- **Text excerpt**
Tempura Hasgawa is located in Sumida in northeastern Tokyo. This edomae style tempura restaurant is run by head chef Tadahiko Hasegawa. He worked at a restaurant called Yoshimatsu and then took over the restaurant "Yokoyama", which was owned by Mr Yokoyama who trained in Kyoboshi. Yokoyama closed in May 2012 and reopened a month later as Hasegawa. The chef does not use any egg so as to keep his batter light, and is noted for using unconventional ingredients like corn in his tempura. The restaurant had a star in the 2018 Michelin guide. Eleven seats are arrayed around the wooden counter where the chef works, cooking in front of the diners. The chef uses a proprietary blend of oils for the frying, and I noticed that there was remarkably little excess oil on the paper on which the tempura was served, and the batter tasted unusually clean and pure.
The meal began with a little appetiser, mixed vegetables in a sesame sauce. The mushroom, aubergine, sweet potato, lily bulb and white bean were all nicely cooked and had good flavour, and sauce was quite rich and brought out the taste of the vegetables well (15/20). This was then followed by the lengthy sequence of tempura, the ingredients being displayed to us on a little tray when we arrived. We started with a prawn sandwich, the two pieces of fried bread containing a filling of chopped up prawn. This was excellent, an idea I encountered before at Nanochome Kyoboshi, the overall effect comforting and delicious (17/20). A very enjoyable deep fried prawn followed, and this was repeated at a couple of later stages of the meal as a little treat (16/20).
A deep fried egg followed, somehow maintaining its soft yolk through the frying process, the batter very light indeed (16/20). A fried onion was also good, though this was not quite as perfectly cooked through as the same dish at Nanochome Kyoboshi, but was nonetheless good, the onion having a touch of sweetness as well as bite (15/20). Ayu or sweetfish followed, displayed upright as if swimming, its characteristic bitter flavour note note not as pronounced as it can sometimes be (16/20), and the lotus root that came next had excellent texture (16/20). At this stage there was an interlude in the tempura sequence in the form of a little bowl of soup with pike conger and matsutake mushrooms. I am never convinced by serving fish in a hot soup as it inevitably affects its texture, but the mushrooms were lovely and the broth good, garnished with chives (14/20).
The tempura then restarted with chestnuts, which were excellent and had a pleasing hint of sweetness (16/20) followed by barracuda with a herb dip (15/20). Fried matsutake mushrooms were next, their texture just a touch chewy (14/20). A bowl with cooked abalone and rice followed, the abalone impressively tender, something not easy to achieve, and enlivening with freshly grated wasabi root (16/20). Corn followed, this being cooked with a blowtorch rather than fried, and this was genuinely impressive, the sweetness and touch of smokiness from the fierce heat combining beautifully (17/20). Fried ginko nut followed (15/20) and at this stage some pickles appeared.

- **Questions**
**A)** From the tempura restaurant review, list every dish that received a score of 16/20.
**B)** Answer each question from the tempura restaurant review.
(i) How many seats are around the wooden counter?
(ii) In what month and year did Yokoyama close?
(iii) How was the corn cooked?
**C)** Continue the tempura restaurant review from its final sentence.

- **Extracted records**

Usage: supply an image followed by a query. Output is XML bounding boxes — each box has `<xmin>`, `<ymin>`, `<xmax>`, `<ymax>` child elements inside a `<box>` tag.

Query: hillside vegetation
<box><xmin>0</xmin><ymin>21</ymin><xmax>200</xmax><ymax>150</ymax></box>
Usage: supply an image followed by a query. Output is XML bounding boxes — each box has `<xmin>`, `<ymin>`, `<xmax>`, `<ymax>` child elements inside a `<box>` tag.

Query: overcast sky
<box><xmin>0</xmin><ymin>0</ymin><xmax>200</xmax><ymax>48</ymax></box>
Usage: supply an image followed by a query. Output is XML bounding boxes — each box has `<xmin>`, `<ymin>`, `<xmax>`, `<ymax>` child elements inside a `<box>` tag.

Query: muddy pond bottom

- **Your written answers**
**A)**
- Deep fried prawn
- Deep fried egg
- Ayu (sweetfish)
- Lotus root
- Chestnuts
- Bowl of cooked abalone and rice

**B)**
(i) Eleven.
(ii) May 2012.
(iii) With a blowtorch rather than fried.

**C)**
Traditionally pickles are brought at the end of a meal, usually to go with rice if it is a kaiseki meal, and here they preceded the final deep fried item, the kakkiage served on rice. These pickles were no more throw away item though. The pickled red cabbage, mustard greens and daikon were absolutely superb, the flavour of the vegetables distinct and not overpowered by the vinegar used in the process. These were some of the best pickles I can recall eating in Japan, and were a real surprise as I would not have expected this level of pickle quality in a tempura restaurant. These showed great skill (18/20). The final course of kakiage, which is a clump of prawns and chopped vegetables that have been encased in batter and deep fried, was served on a bowl of rice and was good, though not as perfectly crisp as I have sometimes encountered (still just about 15/20). The meal concluded with an orange jelly served in a scooped out orange, and was refreshing and enjoyable, the fruit having lovely flavour as is so often the case in Japan (15/20).
The chef was friendly and the atmosphere around the counter relaxed, with the diners chatting and buying each other sake. There were two other female staff besides the chef this evening, and to illustrate Japanese hospitality let me relate our arrival here. As so often in Japan the entrance to the restaurant is discreet to the point of invisibility. The frontage at the address, which matched the photo of the restaurant as well as the sat-nav directions, looked boarded up and closed, which was obviously worrying after our long taxi journey in the heavy Tokyo traffic and monsoon-like rain. The taxi driver phoned the restaurant and explained the problem, and rather than just giving directions, one of the staff came out of the entrance, which turned out to be tucked away around the corner from what looked like the front of the place, in order to guide us in. The rain was torrential at this stage, and she had brought out two much-needed umbrellas for us. Can you imagine the same thing happening in, say, London or Paris? The bill came to ¥37,368 for two, which works out at £126 per person, with beer and a little sake to drink. This was a very enjoyable evening, the tempura being of a high standard and the staff friendly and helpful. A lovely restaurant.